## OBJECTIVE
Please express the records from the line containing "locate: hardwood floor" through the end of the records as a JSON list of strings, one string per line and no blank lines.

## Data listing

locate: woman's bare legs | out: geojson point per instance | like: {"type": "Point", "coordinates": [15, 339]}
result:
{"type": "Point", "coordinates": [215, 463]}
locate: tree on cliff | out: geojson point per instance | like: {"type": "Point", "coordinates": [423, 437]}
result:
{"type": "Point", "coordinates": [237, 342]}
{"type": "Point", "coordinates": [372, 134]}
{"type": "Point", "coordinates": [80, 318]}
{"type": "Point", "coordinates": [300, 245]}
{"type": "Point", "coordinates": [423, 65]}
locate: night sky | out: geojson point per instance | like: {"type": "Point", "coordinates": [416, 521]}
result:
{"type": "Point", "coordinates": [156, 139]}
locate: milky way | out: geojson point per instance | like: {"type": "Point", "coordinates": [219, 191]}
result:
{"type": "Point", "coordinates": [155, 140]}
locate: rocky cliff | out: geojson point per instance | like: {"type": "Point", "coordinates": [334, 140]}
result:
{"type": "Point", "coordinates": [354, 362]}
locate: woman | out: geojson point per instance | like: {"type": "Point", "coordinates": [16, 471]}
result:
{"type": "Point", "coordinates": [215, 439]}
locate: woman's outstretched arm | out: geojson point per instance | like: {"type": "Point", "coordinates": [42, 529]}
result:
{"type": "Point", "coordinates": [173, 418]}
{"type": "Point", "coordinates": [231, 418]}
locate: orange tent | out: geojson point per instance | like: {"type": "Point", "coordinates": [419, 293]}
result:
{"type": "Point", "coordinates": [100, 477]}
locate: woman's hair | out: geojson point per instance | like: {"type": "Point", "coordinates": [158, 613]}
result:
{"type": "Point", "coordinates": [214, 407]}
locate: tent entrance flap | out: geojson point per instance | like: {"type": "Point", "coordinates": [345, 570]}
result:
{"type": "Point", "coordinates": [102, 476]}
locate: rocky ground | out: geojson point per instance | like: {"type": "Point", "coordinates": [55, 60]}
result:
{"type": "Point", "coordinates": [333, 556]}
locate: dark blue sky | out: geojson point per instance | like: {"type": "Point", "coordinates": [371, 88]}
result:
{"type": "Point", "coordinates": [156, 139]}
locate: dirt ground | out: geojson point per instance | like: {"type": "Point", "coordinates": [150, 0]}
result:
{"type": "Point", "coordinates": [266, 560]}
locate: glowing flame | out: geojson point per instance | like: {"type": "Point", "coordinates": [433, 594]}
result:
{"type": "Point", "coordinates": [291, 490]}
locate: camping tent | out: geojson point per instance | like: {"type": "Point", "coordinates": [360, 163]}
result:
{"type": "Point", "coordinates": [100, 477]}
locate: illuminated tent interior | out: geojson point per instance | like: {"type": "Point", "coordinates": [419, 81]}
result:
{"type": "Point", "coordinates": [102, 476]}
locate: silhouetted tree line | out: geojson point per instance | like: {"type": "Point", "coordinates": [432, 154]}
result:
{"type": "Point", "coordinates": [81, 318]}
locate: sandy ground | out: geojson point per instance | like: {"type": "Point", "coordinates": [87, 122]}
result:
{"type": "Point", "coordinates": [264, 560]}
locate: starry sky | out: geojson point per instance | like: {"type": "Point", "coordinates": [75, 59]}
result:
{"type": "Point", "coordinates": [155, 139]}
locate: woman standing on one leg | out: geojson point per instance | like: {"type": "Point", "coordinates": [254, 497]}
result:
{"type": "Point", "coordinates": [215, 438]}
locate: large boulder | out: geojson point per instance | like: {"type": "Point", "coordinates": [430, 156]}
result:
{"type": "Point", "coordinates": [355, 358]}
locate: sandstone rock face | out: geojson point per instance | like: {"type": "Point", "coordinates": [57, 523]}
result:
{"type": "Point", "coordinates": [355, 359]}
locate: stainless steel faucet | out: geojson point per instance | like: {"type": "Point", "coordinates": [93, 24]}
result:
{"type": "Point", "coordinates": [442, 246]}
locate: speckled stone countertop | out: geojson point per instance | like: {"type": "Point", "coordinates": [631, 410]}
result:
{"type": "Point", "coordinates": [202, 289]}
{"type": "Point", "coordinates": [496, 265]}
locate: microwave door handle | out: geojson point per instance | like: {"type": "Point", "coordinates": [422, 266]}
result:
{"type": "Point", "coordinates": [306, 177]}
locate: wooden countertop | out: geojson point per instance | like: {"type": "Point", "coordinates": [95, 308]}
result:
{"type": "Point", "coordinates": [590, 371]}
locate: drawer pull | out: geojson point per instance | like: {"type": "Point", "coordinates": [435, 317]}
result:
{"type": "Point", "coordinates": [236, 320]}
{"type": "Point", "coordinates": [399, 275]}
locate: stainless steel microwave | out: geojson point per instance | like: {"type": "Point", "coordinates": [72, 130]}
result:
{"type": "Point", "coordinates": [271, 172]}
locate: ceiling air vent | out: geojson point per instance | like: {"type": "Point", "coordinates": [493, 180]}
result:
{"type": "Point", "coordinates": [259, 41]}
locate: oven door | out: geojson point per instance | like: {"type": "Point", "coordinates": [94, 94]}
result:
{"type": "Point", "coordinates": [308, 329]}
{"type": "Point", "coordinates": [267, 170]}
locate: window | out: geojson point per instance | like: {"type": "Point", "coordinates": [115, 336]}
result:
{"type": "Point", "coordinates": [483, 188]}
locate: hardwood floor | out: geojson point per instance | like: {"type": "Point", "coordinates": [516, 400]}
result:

## FULL SOLUTION
[
  "locate: hardwood floor | out: geojson point per instance | like: {\"type\": \"Point\", \"coordinates\": [516, 400]}",
  "result:"
]